Problem to solve:
Pull out every line in the entries below that contains the string "forehead". Case counts.
## Start Task inputs
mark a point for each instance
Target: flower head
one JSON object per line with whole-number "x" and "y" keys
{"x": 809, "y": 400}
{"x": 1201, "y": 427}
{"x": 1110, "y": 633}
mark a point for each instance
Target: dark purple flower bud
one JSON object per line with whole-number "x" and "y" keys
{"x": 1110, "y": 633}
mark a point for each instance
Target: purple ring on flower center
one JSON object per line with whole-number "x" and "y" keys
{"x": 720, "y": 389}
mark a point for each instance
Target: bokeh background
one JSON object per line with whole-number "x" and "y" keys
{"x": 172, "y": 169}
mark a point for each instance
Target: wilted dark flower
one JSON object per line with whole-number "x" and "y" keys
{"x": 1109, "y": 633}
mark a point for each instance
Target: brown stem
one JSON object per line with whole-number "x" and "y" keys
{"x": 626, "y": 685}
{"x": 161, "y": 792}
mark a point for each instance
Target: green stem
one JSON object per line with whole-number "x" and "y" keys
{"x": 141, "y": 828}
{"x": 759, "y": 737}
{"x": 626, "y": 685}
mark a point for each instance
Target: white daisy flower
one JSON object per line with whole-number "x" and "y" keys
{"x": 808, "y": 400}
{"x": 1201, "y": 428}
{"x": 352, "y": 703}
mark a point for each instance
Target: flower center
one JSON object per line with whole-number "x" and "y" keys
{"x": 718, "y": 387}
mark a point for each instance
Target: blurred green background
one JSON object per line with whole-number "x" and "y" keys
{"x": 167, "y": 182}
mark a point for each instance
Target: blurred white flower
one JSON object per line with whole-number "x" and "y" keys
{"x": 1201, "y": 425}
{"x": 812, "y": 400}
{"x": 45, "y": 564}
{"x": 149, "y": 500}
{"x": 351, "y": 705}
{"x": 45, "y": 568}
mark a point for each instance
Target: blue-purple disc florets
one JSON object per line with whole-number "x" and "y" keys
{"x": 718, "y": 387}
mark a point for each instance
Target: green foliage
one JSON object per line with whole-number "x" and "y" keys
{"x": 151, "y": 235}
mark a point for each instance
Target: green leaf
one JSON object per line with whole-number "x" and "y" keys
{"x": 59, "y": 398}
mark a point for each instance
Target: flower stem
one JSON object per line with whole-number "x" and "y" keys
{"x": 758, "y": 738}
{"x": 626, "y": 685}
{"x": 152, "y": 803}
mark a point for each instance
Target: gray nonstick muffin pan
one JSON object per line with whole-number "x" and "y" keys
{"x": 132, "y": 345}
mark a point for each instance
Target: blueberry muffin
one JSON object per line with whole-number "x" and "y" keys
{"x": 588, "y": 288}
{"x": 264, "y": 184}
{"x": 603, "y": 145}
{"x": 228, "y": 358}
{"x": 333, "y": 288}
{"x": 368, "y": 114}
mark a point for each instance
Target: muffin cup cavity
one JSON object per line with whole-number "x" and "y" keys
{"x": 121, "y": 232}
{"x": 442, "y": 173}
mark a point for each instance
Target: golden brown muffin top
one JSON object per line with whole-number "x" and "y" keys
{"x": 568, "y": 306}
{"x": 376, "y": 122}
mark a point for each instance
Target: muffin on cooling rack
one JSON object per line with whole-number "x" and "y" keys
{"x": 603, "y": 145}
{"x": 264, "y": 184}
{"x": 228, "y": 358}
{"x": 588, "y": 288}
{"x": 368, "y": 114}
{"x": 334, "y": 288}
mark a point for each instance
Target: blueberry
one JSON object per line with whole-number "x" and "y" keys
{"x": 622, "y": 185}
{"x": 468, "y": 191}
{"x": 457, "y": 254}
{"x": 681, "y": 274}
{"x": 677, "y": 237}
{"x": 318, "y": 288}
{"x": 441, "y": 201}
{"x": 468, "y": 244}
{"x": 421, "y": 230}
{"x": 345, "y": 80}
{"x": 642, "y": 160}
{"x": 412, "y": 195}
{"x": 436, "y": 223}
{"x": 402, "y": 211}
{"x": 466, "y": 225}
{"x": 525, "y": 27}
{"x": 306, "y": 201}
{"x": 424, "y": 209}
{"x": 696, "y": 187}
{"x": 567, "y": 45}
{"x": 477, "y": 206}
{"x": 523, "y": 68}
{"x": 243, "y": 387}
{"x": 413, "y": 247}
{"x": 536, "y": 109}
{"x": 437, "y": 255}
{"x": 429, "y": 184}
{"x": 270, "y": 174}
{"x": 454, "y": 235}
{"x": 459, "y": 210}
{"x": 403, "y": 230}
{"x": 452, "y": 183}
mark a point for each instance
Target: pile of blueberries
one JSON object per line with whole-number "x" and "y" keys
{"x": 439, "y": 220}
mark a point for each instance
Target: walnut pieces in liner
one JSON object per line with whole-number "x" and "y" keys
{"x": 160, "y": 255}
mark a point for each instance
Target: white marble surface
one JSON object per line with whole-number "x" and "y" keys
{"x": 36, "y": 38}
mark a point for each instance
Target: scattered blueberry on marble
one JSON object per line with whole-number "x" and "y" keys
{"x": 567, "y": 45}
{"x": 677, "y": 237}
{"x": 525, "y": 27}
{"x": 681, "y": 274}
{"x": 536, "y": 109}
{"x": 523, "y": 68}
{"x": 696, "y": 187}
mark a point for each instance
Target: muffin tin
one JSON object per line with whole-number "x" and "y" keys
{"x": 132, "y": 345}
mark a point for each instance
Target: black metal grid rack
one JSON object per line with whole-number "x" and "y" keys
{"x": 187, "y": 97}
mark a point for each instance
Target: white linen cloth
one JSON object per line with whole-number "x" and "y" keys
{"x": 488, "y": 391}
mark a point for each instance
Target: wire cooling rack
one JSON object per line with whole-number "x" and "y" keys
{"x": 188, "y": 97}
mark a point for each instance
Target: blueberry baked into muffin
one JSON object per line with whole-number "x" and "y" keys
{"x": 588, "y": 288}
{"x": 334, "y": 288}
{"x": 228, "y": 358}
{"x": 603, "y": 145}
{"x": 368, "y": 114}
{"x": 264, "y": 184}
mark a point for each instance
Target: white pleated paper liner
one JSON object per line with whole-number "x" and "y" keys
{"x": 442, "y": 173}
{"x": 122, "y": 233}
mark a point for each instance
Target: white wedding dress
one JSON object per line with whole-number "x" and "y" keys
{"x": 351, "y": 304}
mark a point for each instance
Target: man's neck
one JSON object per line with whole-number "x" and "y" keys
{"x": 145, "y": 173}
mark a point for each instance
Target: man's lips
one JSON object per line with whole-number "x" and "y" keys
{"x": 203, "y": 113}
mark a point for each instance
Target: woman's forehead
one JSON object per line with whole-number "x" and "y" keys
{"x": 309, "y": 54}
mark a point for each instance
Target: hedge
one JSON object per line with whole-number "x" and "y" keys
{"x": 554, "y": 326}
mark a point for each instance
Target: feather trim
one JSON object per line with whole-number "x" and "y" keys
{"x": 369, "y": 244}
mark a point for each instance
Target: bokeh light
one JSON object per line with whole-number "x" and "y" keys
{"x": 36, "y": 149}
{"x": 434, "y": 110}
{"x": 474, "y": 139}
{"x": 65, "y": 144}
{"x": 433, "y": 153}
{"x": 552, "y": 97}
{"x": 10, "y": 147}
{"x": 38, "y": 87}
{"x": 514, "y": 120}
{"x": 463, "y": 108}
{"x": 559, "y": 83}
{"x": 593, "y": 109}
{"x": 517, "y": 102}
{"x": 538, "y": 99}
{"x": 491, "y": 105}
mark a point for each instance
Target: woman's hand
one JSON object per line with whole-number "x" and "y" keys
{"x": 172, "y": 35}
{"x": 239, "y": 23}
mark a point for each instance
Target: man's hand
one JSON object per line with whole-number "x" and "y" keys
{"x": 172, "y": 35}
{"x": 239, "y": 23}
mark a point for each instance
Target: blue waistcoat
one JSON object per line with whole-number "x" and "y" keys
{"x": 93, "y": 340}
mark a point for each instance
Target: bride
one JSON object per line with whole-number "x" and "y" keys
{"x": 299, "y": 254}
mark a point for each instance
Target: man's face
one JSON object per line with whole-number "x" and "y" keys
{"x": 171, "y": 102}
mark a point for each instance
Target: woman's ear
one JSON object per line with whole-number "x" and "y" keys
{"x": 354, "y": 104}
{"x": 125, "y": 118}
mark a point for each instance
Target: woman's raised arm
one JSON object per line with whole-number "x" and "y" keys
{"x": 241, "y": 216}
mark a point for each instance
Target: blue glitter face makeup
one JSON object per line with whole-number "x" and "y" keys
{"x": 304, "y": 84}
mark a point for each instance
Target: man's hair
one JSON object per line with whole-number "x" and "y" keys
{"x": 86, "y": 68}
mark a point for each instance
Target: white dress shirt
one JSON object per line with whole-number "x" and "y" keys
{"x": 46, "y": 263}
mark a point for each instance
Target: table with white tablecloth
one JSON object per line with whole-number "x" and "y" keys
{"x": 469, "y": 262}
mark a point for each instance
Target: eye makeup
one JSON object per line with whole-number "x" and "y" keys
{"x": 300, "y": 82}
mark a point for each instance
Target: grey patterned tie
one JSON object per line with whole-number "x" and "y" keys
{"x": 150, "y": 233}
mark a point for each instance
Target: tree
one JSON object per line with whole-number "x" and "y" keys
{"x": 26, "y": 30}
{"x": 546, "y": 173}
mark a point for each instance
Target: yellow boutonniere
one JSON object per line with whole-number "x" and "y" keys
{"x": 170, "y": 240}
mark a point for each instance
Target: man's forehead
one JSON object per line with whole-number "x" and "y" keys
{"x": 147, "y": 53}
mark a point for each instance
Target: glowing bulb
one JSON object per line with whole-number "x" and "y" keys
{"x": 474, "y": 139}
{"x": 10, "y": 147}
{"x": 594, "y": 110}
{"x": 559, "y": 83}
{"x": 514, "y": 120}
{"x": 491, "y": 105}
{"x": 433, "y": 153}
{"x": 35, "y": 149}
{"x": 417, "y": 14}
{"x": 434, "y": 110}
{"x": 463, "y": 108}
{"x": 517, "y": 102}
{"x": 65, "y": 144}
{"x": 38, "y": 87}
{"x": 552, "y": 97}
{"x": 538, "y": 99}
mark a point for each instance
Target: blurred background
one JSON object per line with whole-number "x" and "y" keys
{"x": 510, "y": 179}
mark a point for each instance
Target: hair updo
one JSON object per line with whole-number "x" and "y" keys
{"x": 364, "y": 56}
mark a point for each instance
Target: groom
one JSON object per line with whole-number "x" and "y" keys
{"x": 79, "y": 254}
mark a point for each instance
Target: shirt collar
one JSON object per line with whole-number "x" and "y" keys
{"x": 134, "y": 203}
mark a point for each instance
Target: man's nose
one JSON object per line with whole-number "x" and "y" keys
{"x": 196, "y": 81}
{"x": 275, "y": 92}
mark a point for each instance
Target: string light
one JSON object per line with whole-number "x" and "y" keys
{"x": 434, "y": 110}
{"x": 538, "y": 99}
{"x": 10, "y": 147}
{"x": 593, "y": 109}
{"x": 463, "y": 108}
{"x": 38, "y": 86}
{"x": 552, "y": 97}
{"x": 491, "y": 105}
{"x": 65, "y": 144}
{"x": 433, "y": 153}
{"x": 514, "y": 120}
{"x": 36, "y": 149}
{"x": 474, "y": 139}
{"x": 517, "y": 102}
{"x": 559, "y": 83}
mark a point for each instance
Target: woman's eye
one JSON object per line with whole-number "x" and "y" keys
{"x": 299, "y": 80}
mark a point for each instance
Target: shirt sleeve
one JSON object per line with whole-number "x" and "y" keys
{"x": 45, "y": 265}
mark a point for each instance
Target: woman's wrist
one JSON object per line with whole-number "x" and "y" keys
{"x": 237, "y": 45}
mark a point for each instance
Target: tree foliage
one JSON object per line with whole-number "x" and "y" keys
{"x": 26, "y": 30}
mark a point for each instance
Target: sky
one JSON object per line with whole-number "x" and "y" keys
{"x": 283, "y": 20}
## End Task inputs
Response below:
Target: woman's forehead
Target: man's forehead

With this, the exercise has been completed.